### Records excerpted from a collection
■ ■ ■ ■ ■ ■ ■

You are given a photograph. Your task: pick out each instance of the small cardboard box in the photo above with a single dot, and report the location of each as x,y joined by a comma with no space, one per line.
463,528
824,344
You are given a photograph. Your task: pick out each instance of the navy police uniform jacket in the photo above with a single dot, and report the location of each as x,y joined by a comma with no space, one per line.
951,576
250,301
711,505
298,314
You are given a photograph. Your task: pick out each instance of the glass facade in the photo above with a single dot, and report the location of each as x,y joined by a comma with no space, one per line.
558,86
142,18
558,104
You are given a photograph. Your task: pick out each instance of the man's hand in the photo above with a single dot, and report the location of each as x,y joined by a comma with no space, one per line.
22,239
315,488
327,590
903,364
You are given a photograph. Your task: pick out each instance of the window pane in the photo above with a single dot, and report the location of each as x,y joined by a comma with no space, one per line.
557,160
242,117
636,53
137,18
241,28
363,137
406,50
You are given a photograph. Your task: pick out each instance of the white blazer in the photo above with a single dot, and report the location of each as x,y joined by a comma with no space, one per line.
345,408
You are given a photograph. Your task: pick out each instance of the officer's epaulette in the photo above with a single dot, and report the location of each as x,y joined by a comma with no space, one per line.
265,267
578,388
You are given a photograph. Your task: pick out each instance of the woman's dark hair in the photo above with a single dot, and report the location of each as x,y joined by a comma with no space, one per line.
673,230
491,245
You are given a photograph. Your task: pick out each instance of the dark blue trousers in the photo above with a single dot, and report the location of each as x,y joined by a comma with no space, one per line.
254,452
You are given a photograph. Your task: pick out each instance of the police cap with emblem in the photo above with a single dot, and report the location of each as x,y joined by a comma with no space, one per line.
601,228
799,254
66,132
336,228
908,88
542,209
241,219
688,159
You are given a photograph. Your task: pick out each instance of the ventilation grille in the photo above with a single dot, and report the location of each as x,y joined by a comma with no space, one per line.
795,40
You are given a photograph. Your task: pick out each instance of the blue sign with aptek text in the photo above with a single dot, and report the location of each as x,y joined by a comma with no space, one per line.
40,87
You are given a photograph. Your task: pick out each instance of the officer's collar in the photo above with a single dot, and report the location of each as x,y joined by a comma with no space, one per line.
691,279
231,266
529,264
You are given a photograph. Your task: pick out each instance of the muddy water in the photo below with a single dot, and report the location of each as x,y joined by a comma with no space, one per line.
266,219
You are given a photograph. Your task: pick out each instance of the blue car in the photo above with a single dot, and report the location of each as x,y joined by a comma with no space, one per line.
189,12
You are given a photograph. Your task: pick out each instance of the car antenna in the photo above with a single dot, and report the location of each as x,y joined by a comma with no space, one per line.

■ ■ ■ ■ ■ ■ ■

### STATED TASK
Output an exact copy of each record.

### COMPLETE ANSWER
You are given a photograph. Your task: pick out each instance of the small cardboard box in the photo above with a single dot, and report the location of each as x,y joined by a comma with no space, one per line.
463,528
824,344
You are given a photograph. Your task: pick out each instance of the navy police uniform jacket in the photo above with a single dot, and report the location of each as x,y joined by a comma with no space, one per line.
951,576
250,301
711,505
298,314
You are given a photograph. Your task: pick out each instance of the glass facade in the photo above with a single dot, and report the location of each as x,y joined by a comma with no space, one per line.
558,86
142,18
558,104
You are given a photograph. Your task: pick out each instance of the man's hand in the photo above with a single dot, and report the location of each as x,y joined by a comma with no space, one per line.
22,239
315,488
327,590
903,364
You are given a photograph. Your task: pick out each instance of the window pane in the photo above with a single dot, and report the location of each as x,y joined by a comma with no space, one per line.
557,160
242,117
636,53
137,18
241,28
363,137
406,50
You are given a photograph. Your task: pick out each instance of the white blazer in the photo above with a single dot, and report the location of each as x,y joined by a comma with no space, one per line.
345,408
You are given a photograph. Your task: pick out each instance of the officer's epaulette in the photo above with a single dot, and report the location of each as x,y joined by a comma with no space, one per line.
265,267
578,388
You are given a photograph. Your task: pick out each instance of the woman's dark hair in the photo above with a single dot, and report the location of each as x,y joined by a comma with no space, one per line.
673,230
491,245
You are given a photograph. Your task: pick out each instance of the dark blue trousers in the photo above with a single dot, and report the location of each as x,y joined by a comma with no space, one per line.
254,452
You are given a photograph. Your task: pick out each instance of the police cap with emblem in the photo above with a single dot, and report the location of each as x,y joined by a comma with no space, one per line.
601,228
799,254
66,132
336,228
908,88
542,209
241,219
688,159
You are given a photograph. Your task: pick out each instance of the ventilation grille in the photo above with a single dot, and report the location of each as x,y joined by a comma with no space, one per line.
795,40
You are given a photograph. Your task: pick out each instance of the blue sign with aptek text in the photo above with a single dot, and report the location of each as x,y joined by a comma with no space, one per line.
40,87
You are given a photograph. Your task: pick out each instance of the officer's collar in the photo above with a single dot, and report the location of each as x,y joined by a comma with no space, one per line.
691,279
231,266
529,264
You are given a photograph. Your task: pick out each instance of the muddy water in the photo below with a single dot, and report the location of each as x,y joined by a comma with no space, one per line.
266,219
You are given a photograph. Your task: pick out each instance of the blue car in the photo above with a single dot, and report the location of each as x,y joined by a comma with no space, one per line.
189,12
You are given a photograph. Your task: pick out each instance of the car antenna in the photo above with a single dot, and report the location of each as x,y joined by a comma with no space, one per line.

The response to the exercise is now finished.